▶ [Brief 1] From the essay below analyzing "A Raisin in the Sun," list each family member it says wants the insurance money, with what each wants it for.
▶ [Brief 2] Continue the essay below analyzing "A Raisin in the Sun" from the point where it stops.
--- Excerpt to read Enclosed Below ---
A Raisin in the Sun Analysis

The play “A Raisin in the Sun” by Lorraine Hansberry tells the story of a black family living on the South Side of Chicago in the 1950s. The title comes from the poem by Langston Hughes, “Harlem (A Dream Deferred)”. The story is all about a lower-class African-American family who trying to gain better lifestyle with an insurance payout because of the death of the father. The play begins, the younger family are about to receive $10,000 check, that comes from Mr. Younger’s life insurance policy. Every one of the family members has a different idea about what they want to do with the money they received from the insurance. Mama, who is the head of the family needs to buy a house to fulfill her dream that moving her family a house with a yard where children can play. Walter Lee. Mama’s son, need the money for the investment of a liquor store to resolve the financial problems of the family. Beneatha, Mama’s daughter, need the money for the tuition of her medical school, who is more educated than others. The young family members choices and dreams indicate their perspective towards pride, family, and money.In “A Raisin in the Sun” pride widely reflect throughout the play and it represented in an extremely positive light in. Pride is a way for them to keep their dignity. Mama tries to be inspired in her children a sense of respect for their ancestors, who were Southern slaves and sharecroppers and expresses pride in her family’s background. “In my time we was worried about not being lynched and getting to the North if we could and how to stay alive and still have a pinch of dignity too…

Now here come you and Beneatha talking about things we aren’t never even thought about hardly, me and your daddy. You aren’t satisfied or proud of nothing we done.” (p. 1534). Mama need to teach her son to proud for his ancestors. When a neighborhood representative offers to buy back their new home because they are black, the family reject the offer because they prefer to keep their pride rather than money. Early in the play, Younger family give priority for money, but in the end, they realize how important pride is to achieve their dreams. The author uses the African American Younger family as a representation of the entire race’s struggle for the American Dream. This play shows how race can complicate the black-American dreams and how their race delays them from accomplishing their dreams. The family worries about Mama’s decision to move Clybourne, the location of their new home. They have hesitations about moving to an all-white neighborhood, they know the separation between the two races. Mama tells Walter Lee of the differences in racism from her generation to the present day. She was worried about racism still appears and she notices that her children have lost the benefits of the new society.
--- End of Enclosed Excerpt to read ---
--- Data provided Enclosed Below ---
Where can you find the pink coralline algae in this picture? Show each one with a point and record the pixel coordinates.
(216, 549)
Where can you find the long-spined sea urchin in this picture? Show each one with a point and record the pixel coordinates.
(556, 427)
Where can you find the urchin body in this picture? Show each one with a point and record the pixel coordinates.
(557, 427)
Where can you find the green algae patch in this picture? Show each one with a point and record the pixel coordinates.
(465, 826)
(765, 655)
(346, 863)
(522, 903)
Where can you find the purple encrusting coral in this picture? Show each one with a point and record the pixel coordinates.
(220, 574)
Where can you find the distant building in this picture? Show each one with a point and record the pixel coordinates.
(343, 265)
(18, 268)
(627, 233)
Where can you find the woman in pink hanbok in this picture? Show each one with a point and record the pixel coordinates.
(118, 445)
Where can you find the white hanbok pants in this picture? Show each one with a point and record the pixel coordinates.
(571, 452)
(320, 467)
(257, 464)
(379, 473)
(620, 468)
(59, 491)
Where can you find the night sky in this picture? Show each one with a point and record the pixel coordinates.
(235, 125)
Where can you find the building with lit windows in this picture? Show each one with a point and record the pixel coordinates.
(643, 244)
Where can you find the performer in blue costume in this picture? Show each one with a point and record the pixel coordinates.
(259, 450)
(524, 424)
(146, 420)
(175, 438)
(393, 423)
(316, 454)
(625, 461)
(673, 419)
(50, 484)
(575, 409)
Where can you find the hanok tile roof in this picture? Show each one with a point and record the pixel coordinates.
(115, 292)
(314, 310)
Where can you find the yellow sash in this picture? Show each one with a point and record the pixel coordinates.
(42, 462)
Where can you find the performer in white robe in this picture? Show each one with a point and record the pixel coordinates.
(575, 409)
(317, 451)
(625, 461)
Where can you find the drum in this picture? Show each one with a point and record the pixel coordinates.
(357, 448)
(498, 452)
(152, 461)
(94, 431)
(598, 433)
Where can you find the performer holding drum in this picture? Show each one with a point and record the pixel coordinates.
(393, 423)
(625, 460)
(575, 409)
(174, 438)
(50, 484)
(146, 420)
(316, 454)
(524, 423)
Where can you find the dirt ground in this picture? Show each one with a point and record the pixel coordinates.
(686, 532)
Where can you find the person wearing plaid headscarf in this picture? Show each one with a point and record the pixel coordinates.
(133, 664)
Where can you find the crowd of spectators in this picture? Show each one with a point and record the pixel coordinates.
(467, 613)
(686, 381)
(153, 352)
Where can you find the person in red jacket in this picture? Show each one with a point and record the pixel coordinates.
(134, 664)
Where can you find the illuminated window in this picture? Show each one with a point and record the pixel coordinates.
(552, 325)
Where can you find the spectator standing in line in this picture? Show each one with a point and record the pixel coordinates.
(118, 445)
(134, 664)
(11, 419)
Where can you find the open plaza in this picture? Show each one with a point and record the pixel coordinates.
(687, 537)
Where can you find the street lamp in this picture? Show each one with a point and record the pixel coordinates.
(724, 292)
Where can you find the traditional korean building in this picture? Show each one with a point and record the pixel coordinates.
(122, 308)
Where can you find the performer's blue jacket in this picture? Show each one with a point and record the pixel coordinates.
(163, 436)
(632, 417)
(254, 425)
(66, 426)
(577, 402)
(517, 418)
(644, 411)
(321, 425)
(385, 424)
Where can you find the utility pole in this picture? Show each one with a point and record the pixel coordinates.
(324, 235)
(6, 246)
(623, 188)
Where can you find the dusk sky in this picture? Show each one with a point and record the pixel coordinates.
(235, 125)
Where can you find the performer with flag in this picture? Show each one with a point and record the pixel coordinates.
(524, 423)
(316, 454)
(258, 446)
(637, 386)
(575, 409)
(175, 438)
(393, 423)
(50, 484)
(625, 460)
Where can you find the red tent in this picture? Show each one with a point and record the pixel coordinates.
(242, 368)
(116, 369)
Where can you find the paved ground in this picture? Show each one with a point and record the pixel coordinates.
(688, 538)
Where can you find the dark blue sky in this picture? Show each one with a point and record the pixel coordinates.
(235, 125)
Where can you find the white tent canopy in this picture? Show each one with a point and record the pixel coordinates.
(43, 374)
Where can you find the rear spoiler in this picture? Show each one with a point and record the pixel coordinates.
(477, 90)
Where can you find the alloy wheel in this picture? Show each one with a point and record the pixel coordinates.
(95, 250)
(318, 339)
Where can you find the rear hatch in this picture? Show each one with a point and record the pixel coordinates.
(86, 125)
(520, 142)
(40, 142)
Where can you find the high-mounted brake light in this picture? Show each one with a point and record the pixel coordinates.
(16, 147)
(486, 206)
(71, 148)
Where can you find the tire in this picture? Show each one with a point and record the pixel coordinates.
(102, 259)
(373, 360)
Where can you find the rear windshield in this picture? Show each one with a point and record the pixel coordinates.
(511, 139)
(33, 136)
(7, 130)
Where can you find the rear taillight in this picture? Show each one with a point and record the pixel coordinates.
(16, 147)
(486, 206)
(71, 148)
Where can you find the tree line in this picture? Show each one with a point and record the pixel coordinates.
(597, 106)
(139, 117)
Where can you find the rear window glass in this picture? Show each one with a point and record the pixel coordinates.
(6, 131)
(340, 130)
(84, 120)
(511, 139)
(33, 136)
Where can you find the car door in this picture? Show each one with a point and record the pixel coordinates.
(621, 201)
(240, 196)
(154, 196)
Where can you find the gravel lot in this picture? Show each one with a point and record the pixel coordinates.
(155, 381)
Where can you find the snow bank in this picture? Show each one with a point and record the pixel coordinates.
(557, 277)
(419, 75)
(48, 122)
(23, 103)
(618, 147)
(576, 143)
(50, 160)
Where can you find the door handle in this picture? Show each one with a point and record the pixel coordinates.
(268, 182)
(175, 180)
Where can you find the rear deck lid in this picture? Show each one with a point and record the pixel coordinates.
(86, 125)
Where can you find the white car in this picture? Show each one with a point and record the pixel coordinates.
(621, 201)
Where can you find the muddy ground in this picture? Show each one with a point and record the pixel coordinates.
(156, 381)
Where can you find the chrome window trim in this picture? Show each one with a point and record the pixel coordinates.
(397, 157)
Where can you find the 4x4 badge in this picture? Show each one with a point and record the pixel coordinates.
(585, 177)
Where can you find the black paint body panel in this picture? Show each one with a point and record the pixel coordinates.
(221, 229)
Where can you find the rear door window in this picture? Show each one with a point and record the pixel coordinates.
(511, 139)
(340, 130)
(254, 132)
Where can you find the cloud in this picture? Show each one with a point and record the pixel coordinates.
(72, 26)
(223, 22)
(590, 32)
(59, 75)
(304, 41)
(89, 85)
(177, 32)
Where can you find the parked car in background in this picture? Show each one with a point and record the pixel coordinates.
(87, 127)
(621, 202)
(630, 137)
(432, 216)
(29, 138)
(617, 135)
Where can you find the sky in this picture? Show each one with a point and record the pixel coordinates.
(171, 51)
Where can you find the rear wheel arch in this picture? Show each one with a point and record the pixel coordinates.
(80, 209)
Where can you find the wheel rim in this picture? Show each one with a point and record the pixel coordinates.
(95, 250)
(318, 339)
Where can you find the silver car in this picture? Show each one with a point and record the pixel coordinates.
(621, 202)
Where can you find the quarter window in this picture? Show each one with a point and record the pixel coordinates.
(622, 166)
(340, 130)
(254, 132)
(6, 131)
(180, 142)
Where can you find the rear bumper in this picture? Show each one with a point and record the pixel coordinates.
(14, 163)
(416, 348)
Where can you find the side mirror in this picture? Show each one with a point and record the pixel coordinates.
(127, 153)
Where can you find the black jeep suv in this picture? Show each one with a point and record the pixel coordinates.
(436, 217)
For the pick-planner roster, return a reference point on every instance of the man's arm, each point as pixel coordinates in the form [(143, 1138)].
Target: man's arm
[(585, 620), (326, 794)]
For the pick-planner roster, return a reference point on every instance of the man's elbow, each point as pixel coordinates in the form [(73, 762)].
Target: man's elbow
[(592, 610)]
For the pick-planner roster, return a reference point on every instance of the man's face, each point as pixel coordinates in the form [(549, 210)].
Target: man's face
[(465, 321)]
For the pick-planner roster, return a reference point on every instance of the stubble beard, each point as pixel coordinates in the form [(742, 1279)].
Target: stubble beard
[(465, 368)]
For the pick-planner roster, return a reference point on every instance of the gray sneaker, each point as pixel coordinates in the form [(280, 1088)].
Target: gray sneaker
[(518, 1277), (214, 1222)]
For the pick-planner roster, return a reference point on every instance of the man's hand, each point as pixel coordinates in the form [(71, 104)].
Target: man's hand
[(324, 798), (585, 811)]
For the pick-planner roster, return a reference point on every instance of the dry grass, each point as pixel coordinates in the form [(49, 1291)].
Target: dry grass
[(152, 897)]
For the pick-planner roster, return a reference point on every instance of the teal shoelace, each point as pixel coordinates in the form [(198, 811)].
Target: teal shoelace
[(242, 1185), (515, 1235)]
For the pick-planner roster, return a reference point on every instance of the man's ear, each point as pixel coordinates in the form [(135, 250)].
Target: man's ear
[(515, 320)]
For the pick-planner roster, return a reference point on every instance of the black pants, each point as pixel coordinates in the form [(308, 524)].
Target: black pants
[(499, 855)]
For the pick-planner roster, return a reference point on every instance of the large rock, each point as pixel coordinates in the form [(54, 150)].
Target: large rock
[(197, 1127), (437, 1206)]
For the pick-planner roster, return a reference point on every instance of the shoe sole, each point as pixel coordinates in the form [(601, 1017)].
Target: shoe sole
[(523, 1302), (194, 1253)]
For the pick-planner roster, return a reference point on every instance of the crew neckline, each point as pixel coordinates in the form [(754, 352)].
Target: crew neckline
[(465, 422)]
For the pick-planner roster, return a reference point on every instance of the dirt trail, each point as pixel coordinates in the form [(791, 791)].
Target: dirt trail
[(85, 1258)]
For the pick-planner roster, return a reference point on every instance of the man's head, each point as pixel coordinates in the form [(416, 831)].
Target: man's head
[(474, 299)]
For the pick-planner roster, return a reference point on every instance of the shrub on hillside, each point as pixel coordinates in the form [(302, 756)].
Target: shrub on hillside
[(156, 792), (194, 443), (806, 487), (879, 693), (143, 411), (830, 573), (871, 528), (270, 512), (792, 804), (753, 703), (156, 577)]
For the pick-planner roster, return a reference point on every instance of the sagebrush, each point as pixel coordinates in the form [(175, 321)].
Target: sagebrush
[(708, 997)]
--- End of Enclosed Data provided ---
▶ [Answer section 1]
Mama: to buy a house with a yard where the children can play
Walter Lee: to invest in a liquor store
Beneatha: to pay her medical school tuition

▶ [Answer section 2]
Money creates a constant conflict in the Younger household because the members of the family view money in different ways. They all live in a small apartment in Chicago’s Southside, because of the Younger family’s poor status and lack of money. It indicates how the black community economically suffers and have the struggle to live a better life like whites. Karl Lindner, the white representative thinks that money can buy their pride. He offers the Youngers to buy the house for them to stay away from Clybourne Park. Mama explains to Walter that her family and her race cannot be bought with any amount of money. It shows pride and honor is more important than money. Mama thinks that money destroys happiness, family connection because people tend to fight over it that is why she only plans to keep the money to solve the problems of her family.